_Instruksi Tertulis 1:_
Jawab pertanyaan berikut berdasarkan bacaan tentang dakwah Islam.
(a) Menurut bacaan, rata-rata satu kampung di Indonesia punya apa?
(b) Kapan pengajian takmir masjid dan pengajian ibu-ibu muslimat diadakan?
(c) Dengan apa saja semarak maulid Nabi di berbagai daerah dimeriahkan bulan kemarin?
┌─ Bacaan yang Diberikan
Dakwah
Islam Baik-Baik Saja,
Siapa
yang Mengganggu?
Kalis Mardiasih ; Menulis opini dan menerjemah;
Aktif sebagai periset
dan tim media kreatif Jaringan Nasional Gusdurian dalam menyampaikan
pesan-pesan toleransi dan kampanye #IndonesiaRumahBersama
|
DETIKNEWS,
29 Desember
2017
Dengar-dengar, belakangan
ini Islam di Indonesia sedang menghadapi situasi sulit. Dakwahnya dicekal di
mana-mana, begitu pula ulamanya, banyak yang dikriminalisasi. Wah, terdengar
seram betul. Katanya, banyak yang tidak senang Islam bangkit. Sehingga,
pergerakan Islam akan terus dihalang-halangi oleh pihak yang tidak suka
dengan kejayaan Islam. Masa sih?
Rata-rata, satu kampung di
Indonesia punya satu masjid jami' dan satu musala. Setiap hari, azan bergema
lantang dengan jamaah yang baik-baik saja. Muazin kampung yang sederhana dan
marbot bergaji kecil yang legawa, adalah pendakwah Islam. Setiap malam Jumat,
pengajian takmir masjid maupun pengajian ibu-ibu muslimat pun lancar jaya,
lengkap dengan kopi dan piket jatah kudapannya. Bapak takmir yang mengatur
jadwal imam dan khatib serta para ibu yang gemar menagih tabungan untuk
membesuk tetangga yang tertimpa musibah, adalah pendakwah.
Bulan kemarin, semarak
maulid Nabi di berbagai daerah riang dengan pawai salawat Nabi, lomba baca
kitab, dan tabligh akbar. Seniman yang merawat kebudayaan, penjaga situs
sejarah Islam, santri yang menimba ilmu, dan kiai-kiai pengasuh pesantren
lokal yang setia berkeliling antar kampung, adalah pendakwah.
└─
┌─ Data yang Diberikan
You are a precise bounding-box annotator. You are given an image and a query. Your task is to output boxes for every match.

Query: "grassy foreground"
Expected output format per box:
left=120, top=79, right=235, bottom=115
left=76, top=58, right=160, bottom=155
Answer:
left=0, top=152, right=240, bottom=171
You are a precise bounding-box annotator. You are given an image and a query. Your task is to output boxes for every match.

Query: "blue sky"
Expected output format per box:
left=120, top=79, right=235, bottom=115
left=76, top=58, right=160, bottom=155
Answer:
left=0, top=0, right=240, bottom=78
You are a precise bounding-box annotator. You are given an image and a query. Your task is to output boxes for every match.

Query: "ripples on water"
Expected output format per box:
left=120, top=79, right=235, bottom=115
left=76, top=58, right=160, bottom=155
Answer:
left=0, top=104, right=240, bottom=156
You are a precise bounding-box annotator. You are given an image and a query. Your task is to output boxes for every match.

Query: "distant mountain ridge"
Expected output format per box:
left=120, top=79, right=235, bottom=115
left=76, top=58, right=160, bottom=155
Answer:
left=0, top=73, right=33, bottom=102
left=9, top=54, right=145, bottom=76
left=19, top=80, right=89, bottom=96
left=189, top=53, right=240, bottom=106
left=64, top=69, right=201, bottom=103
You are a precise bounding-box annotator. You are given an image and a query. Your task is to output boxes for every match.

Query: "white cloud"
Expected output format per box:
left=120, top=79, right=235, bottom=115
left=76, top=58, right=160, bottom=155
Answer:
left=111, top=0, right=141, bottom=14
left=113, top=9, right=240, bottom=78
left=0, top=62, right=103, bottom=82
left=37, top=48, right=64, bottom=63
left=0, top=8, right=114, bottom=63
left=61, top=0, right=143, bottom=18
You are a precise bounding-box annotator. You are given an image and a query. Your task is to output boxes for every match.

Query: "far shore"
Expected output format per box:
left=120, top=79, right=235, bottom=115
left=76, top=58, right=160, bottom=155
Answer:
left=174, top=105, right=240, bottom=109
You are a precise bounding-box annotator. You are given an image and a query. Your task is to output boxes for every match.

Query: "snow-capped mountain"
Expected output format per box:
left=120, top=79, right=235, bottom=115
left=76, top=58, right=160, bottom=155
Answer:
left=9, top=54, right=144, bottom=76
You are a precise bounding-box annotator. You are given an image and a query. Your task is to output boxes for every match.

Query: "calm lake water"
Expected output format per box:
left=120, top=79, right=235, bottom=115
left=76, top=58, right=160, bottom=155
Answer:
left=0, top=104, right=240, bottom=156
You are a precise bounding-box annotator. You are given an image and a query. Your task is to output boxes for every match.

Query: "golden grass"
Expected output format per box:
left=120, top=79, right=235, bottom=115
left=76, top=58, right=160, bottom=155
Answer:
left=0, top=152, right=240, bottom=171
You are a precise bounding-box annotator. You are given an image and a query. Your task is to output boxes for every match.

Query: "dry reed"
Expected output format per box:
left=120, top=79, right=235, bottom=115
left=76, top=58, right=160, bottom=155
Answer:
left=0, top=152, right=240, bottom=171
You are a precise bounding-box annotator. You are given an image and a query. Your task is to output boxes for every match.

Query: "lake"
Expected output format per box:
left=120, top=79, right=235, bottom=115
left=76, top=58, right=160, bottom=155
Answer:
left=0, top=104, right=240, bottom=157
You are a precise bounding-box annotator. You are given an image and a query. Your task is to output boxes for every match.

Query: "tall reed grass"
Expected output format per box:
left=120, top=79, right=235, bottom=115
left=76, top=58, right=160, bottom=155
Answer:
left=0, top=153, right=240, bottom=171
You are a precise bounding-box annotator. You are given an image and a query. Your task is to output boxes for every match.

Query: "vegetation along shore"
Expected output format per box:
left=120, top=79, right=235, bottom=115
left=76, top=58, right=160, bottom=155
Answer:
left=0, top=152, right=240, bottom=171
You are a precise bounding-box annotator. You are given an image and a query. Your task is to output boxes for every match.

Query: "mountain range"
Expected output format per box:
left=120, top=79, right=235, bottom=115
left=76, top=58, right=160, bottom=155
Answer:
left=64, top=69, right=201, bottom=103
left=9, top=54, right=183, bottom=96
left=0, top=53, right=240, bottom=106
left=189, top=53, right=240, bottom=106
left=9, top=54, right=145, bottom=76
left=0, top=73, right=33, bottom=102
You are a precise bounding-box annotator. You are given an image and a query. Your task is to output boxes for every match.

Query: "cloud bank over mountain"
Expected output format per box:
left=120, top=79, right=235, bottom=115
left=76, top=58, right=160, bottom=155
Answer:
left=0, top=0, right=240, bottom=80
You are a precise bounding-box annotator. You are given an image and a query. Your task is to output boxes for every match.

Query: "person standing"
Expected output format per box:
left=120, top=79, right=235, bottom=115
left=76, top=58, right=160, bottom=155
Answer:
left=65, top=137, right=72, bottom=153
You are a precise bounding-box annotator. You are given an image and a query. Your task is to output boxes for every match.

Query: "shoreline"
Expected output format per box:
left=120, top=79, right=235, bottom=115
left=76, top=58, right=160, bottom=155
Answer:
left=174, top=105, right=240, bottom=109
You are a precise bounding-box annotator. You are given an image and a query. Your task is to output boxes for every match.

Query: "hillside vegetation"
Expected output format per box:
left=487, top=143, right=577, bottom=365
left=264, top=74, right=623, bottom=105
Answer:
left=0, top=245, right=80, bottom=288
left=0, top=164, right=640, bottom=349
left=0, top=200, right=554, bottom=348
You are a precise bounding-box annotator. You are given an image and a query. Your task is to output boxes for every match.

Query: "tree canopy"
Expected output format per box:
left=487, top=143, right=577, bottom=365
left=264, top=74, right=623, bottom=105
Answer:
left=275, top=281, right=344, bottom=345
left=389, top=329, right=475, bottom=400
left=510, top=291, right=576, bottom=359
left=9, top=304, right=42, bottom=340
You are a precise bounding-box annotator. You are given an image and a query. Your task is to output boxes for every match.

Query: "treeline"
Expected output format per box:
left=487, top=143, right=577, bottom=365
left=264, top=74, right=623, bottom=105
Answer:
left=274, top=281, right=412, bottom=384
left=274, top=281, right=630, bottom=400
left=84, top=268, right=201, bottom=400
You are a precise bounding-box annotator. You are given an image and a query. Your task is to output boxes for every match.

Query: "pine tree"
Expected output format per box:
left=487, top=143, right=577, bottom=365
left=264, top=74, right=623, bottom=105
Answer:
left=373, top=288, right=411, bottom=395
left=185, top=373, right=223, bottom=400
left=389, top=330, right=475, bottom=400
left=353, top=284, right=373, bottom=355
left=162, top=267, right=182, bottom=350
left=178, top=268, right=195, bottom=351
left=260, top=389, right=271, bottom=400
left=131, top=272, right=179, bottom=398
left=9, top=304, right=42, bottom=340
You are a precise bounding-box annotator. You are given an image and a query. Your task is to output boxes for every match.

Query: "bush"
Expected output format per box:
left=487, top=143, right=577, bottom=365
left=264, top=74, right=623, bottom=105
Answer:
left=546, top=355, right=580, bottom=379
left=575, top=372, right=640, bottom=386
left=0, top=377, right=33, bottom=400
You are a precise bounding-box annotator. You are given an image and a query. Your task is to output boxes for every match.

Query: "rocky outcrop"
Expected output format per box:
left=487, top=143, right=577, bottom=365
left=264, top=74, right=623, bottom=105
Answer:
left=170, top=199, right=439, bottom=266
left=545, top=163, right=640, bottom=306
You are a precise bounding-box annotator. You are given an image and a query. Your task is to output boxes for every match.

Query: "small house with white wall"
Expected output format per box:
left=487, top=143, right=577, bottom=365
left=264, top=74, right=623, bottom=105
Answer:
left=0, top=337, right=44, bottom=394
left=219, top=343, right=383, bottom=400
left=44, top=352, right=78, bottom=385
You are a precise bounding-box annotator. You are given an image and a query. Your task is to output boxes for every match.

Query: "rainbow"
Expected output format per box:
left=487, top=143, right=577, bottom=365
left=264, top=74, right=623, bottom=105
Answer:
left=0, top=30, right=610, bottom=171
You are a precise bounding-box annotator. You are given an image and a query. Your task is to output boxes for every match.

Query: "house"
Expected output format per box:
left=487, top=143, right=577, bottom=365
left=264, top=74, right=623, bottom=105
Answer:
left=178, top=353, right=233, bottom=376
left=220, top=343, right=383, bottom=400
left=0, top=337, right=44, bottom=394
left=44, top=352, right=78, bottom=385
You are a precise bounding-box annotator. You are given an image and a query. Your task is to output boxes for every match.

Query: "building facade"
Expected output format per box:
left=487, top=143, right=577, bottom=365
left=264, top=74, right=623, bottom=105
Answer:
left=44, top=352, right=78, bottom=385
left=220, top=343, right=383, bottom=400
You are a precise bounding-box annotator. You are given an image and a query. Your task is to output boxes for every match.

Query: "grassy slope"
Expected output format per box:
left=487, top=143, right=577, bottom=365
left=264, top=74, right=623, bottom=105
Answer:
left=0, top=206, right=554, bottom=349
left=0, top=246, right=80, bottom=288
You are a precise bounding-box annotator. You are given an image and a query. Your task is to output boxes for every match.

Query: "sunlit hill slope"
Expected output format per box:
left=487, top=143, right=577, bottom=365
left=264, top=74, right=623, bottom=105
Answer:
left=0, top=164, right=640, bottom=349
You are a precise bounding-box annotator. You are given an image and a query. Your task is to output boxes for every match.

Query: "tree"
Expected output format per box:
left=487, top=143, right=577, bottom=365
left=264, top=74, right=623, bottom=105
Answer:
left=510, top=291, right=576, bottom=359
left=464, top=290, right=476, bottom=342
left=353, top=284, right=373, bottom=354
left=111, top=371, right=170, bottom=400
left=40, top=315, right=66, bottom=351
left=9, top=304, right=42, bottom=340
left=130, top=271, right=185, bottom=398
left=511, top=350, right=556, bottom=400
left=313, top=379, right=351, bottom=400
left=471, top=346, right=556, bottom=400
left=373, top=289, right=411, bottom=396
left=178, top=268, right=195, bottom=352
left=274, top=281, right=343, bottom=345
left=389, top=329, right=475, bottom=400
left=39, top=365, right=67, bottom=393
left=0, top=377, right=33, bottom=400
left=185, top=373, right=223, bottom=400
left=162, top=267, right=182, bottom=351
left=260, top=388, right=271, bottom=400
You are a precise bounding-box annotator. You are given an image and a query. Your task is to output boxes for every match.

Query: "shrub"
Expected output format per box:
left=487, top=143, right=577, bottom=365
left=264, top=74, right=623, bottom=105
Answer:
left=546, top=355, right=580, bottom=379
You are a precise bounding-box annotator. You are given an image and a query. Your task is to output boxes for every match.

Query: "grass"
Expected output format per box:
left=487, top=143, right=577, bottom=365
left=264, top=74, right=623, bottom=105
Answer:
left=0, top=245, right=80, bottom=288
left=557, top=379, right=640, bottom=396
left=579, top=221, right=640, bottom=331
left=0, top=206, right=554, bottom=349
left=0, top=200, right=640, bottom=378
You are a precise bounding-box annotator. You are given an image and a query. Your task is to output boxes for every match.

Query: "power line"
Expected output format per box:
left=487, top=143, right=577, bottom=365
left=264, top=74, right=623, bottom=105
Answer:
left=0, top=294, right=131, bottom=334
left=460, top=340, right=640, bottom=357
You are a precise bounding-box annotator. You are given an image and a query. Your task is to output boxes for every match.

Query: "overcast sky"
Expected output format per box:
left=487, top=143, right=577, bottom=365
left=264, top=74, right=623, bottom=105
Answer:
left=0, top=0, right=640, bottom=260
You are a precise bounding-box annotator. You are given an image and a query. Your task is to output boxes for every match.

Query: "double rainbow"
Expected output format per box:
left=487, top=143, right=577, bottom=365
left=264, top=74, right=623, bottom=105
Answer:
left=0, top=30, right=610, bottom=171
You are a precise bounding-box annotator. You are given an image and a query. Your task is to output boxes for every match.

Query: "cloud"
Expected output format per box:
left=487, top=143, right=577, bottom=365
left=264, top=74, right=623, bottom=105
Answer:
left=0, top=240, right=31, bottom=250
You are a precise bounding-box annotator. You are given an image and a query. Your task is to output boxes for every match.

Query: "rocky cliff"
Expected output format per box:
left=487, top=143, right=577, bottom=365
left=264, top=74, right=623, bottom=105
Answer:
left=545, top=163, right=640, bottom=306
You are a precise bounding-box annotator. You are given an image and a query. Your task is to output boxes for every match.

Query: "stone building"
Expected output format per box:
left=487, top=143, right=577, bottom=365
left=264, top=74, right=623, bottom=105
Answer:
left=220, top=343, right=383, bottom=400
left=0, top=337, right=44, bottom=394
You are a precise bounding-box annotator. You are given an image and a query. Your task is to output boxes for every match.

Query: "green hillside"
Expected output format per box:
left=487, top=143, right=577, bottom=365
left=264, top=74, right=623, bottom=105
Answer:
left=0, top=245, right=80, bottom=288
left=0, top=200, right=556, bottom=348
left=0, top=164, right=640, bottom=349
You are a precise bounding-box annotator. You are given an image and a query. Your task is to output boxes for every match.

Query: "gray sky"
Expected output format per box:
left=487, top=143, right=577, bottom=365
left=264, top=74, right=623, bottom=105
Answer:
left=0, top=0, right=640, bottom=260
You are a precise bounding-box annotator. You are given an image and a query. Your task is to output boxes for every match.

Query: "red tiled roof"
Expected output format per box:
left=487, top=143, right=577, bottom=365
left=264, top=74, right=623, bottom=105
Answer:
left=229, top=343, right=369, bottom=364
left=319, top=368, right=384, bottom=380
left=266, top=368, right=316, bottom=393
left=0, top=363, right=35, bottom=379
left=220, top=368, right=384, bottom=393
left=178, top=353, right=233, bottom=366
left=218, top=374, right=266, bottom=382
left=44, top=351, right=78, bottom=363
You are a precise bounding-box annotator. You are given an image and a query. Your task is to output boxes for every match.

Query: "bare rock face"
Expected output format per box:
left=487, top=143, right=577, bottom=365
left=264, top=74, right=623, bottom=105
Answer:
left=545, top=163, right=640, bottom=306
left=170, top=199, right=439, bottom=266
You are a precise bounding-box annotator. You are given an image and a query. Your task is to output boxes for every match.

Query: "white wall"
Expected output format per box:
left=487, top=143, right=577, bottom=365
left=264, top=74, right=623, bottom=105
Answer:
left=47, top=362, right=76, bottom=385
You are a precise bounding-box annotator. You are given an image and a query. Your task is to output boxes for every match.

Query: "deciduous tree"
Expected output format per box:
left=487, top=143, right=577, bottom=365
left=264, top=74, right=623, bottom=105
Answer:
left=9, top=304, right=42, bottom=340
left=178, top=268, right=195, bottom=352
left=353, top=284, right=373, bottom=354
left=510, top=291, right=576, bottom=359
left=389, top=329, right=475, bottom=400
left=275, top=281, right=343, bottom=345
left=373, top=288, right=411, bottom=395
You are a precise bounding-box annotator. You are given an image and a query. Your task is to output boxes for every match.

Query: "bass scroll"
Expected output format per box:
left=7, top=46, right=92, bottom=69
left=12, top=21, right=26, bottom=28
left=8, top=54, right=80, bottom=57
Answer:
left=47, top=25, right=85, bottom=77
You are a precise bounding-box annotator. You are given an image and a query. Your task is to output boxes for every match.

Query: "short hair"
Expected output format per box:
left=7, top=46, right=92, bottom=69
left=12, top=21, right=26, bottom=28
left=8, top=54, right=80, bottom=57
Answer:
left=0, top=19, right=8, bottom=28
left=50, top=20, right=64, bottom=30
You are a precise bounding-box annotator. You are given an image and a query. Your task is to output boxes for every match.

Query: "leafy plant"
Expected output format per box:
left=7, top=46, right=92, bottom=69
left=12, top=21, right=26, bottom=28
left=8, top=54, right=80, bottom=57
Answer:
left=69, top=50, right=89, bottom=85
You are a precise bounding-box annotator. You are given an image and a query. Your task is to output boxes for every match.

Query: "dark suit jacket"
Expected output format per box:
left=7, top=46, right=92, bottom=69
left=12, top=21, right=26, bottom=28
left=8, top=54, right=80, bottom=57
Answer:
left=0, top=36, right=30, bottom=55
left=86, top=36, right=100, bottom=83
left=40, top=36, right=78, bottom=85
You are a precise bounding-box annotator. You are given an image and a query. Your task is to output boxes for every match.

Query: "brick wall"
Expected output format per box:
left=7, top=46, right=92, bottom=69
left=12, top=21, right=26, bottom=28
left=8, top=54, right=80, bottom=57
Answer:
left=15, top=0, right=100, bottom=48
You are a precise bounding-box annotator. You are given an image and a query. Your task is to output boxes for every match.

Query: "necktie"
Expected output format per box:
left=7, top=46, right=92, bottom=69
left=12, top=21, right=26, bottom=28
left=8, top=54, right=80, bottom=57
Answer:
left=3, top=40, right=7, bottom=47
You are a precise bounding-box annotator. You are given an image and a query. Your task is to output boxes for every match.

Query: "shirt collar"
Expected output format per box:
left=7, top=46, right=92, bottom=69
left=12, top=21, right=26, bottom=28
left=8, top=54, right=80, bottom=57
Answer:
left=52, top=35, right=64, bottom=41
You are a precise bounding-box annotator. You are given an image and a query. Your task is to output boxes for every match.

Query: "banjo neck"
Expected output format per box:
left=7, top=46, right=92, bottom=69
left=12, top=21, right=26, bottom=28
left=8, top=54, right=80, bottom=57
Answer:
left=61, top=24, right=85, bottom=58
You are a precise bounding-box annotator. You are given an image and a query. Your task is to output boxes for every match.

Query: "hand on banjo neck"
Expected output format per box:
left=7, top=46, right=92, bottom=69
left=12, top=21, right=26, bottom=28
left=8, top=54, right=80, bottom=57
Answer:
└─
_Instruksi Tertulis 2:_ Ubah "annotator" menjadi "labeler" pada baris-baris data, mulai dari baris pertama data sampai baris yang memuat "left=0, top=0, right=240, bottom=78". Tulis ulang hanya baris-baris itu dan biarkan bagian lainnya tetap.

_Hasil Latihan 1:_
(a) Satu masjid jami' dan satu musala.
(b) Setiap malam Jumat.
(c) Dengan pawai salawat Nabi, lomba baca kitab, dan tabligh akbar.

_Hasil Latihan 2:_
You are a precise bounding-box labeler. You are given an image and a query. Your task is to output boxes for every match.

Query: "grassy foreground"
Expected output format per box:
left=120, top=79, right=235, bottom=115
left=76, top=58, right=160, bottom=155
Answer:
left=0, top=152, right=240, bottom=171
You are a precise bounding-box labeler. You are given an image and a query. Your task is to output boxes for every match.

Query: "blue sky"
Expected output format per box:
left=120, top=79, right=235, bottom=115
left=76, top=58, right=160, bottom=155
Answer:
left=0, top=0, right=240, bottom=78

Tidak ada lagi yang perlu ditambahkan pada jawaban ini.